Task directions
Write out every line of the records again, starting with the line containing "Can you see the red jacket?" and going on through the end of the records, and shift each coordinate in the answers by adding 124 to it.

Given information
....................

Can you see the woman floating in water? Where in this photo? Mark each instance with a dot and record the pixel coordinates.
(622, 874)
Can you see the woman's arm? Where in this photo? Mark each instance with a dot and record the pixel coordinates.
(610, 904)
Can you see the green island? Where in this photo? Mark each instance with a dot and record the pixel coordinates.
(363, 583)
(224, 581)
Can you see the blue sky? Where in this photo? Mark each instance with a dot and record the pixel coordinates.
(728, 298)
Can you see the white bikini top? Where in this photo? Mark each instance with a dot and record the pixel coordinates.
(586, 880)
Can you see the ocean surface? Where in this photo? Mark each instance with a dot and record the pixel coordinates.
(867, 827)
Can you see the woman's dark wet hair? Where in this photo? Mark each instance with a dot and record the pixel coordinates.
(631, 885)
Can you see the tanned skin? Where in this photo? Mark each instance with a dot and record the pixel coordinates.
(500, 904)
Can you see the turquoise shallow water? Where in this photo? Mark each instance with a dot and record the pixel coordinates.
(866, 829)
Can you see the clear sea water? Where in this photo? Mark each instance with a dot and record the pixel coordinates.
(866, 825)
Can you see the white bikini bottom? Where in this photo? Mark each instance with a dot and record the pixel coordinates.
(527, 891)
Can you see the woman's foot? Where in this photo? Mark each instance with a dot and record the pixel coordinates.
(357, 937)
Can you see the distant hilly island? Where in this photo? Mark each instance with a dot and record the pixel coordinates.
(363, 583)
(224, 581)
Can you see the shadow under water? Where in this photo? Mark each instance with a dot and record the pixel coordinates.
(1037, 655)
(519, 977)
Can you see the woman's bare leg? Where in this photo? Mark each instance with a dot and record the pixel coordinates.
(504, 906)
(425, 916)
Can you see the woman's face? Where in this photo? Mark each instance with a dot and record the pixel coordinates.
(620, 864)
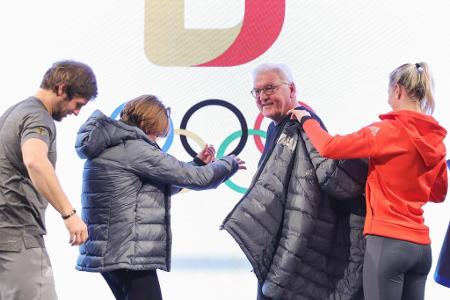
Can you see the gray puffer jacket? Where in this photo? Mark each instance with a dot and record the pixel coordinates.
(127, 184)
(300, 224)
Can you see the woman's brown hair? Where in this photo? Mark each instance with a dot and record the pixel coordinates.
(148, 113)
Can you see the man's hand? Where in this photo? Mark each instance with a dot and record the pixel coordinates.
(240, 162)
(208, 154)
(77, 230)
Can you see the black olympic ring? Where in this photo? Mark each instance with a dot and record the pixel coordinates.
(223, 103)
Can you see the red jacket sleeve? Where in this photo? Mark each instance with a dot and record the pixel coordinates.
(355, 145)
(439, 189)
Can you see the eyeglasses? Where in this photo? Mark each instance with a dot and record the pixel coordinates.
(268, 90)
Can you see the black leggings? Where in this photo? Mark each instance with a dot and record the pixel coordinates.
(133, 285)
(395, 269)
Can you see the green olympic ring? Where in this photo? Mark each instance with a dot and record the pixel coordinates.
(220, 153)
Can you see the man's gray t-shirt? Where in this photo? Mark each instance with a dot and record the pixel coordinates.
(22, 208)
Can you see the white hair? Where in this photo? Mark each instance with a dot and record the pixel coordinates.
(281, 69)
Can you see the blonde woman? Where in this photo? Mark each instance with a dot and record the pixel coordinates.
(406, 170)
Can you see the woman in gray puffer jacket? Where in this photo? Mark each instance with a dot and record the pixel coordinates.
(127, 184)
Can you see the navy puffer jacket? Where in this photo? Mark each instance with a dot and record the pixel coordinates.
(300, 223)
(127, 184)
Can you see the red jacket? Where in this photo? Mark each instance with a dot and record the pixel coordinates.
(406, 169)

....................

Complete output
Can you see the red jacket? Where in this photo? Mark each instance with a dot and record the pixel coordinates.
(530, 293)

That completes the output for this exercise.